**MATERIAL**
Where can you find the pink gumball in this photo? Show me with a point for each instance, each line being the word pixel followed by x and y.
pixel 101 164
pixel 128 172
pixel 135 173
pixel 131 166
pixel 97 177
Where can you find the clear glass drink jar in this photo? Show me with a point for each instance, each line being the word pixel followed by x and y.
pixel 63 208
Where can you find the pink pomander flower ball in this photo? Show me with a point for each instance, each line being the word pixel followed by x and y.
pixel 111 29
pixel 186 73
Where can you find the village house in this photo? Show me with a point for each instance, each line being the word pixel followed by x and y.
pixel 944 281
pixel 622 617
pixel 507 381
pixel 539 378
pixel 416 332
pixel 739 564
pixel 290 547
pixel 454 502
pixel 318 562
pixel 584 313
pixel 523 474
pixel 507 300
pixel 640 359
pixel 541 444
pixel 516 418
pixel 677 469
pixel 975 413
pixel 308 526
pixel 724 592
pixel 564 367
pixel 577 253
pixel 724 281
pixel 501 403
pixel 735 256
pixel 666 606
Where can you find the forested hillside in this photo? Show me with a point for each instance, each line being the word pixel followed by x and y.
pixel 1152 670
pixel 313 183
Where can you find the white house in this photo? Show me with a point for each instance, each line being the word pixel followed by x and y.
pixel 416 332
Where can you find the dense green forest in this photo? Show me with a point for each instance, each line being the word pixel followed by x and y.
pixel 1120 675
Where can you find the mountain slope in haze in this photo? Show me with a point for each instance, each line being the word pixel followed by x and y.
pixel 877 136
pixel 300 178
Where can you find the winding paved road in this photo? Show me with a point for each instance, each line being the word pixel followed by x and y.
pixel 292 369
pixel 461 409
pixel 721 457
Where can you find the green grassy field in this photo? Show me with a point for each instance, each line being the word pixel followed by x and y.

**WHAT NEEDS TO BE DONE**
Reproduce the entire listing above word for word, from its first line through its last.

**TASK ANSWER**
Where can you find the pink gumball in this photo? Show me with a point for each instance, each line being the word pixel followed by x and y.
pixel 101 164
pixel 128 172
pixel 135 173
pixel 131 166
pixel 97 177
Where can you find the clear glass drink jar in this photo? Show me with a point for each instance, each line being the word pixel followed by x and y.
pixel 63 208
Where can you find the pink pomander flower ball in this photo? Show me with a point for each instance, each line being the word pixel followed by x and y.
pixel 111 29
pixel 186 73
Where can you find the village house in this photo? Show me with a point for each instance, each line being the word pixel followed by x and y.
pixel 944 281
pixel 622 617
pixel 507 381
pixel 539 378
pixel 416 332
pixel 739 564
pixel 290 547
pixel 454 502
pixel 318 562
pixel 584 313
pixel 523 474
pixel 507 300
pixel 640 359
pixel 541 444
pixel 516 418
pixel 677 469
pixel 975 413
pixel 308 526
pixel 724 592
pixel 564 367
pixel 577 253
pixel 724 281
pixel 501 403
pixel 735 256
pixel 666 606
Where can you find the forested hillside in this photo? Show me with a point for each instance, each line being the word pixel followed by x and y.
pixel 1152 670
pixel 313 183
Where can you find the white house in this photo? Show me with a point for each instance, each line being the word pixel followed by x and y.
pixel 416 332
Where can you find the dense green forest in this photo? Show me with a point for each instance, each line being the word pixel followed by x and y.
pixel 1120 675
Where can you find the mountain slope in haze in this photo? Show me with a point for each instance, each line being the word pixel followed by x and y.
pixel 877 136
pixel 300 178
Where can you find the winding paved road in this photo? Show me with a point for each instance, each line being the word pixel followed by x and y.
pixel 292 369
pixel 461 409
pixel 721 457
Where can you find the green grassy field in this photo? Show me with a point for each instance, each line being the word pixel followed by x and y.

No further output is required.